- Exercise instructions -
**1)** According to the earnings review, by how much did revenue beat guidance?
**2)** Rewrite the stretch of the earnings review from "Date: 2026-02-22 Quarter: Q4" through "instead of 76%.", replacing "free cash flow" with "FCF".

- Passage to read -
-.-.-
ALAB — Earnings Review Q4 FY25 (Saul)

Date: 2026-02-22 Quarter: Q4 FY25 (Dec-25) Revenue: $270.6m | YoY: +92% | QoQ: +17.5% Non-GAAP EPS: $0.58 | Non-GAAP Op Margin: 40.2% | FCF Margin: 33.1%


Verdict: Thesis Intact — Strong Quarter, Market Overreacted to Margin Noise

Let me just say this upfront: revenue of $270.6 million, up 92% year-over-year, beating guidance by $20 million — that is a preposterous result for a semiconductor company! And the market punished the stock 20%!

I want to be clear about what happened here. Astera Labs beat on revenue, beat on earnings, delivered 40% non-GAAP operating margins, generated $282 million in free cash flow for the full year, and guided to continued growth of $291 million at the midpoint for next quarter. And the market sold it off 20% because gross margins were guided to 74% instead of 76%.

I follow the money, the results. And the results here are really, really strong.
-.-.-
- Dataset excerpt -
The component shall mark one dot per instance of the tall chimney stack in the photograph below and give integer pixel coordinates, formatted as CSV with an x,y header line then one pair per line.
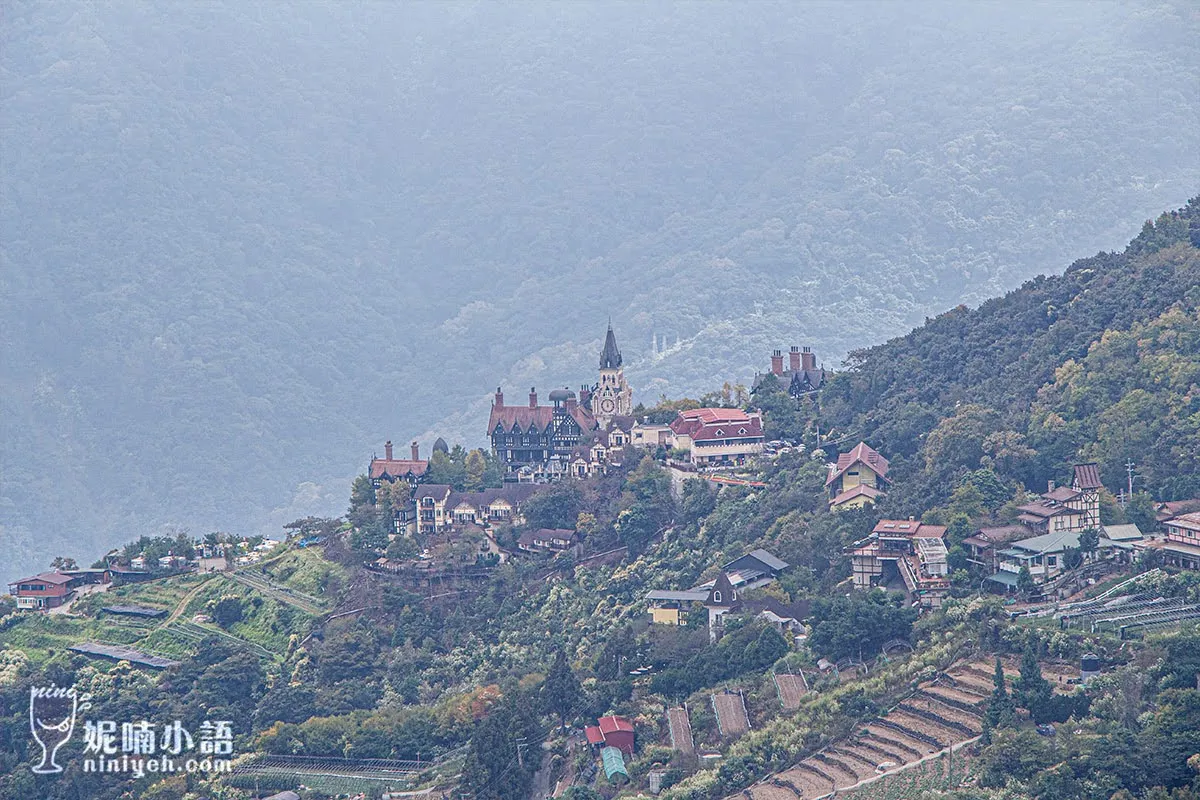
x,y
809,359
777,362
-.-.-
- Solved problems -
**1)** $20 million

**2)**
Date: 2026-02-22 Quarter: Q4 FY25 (Dec-25) Revenue: $270.6m | YoY: +92% | QoQ: +17.5% Non-GAAP EPS: $0.58 | Non-GAAP Op Margin: 40.2% | FCF Margin: 33.1%


Verdict: Thesis Intact — Strong Quarter, Market Overreacted to Margin Noise

Let me just say this upfront: revenue of $270.6 million, up 92% year-over-year, beating guidance by $20 million — that is a preposterous result for a semiconductor company! And the market punished the stock 20%!

I want to be clear about what happened here. Astera Labs beat on revenue, beat on earnings, delivered 40% non-GAAP operating margins, generated $282 million in FCF for the full year, and guided to continued growth of $291 million at the midpoint for next quarter. And the market sold it off 20% because gross margins were guided to 74% instead of 76%.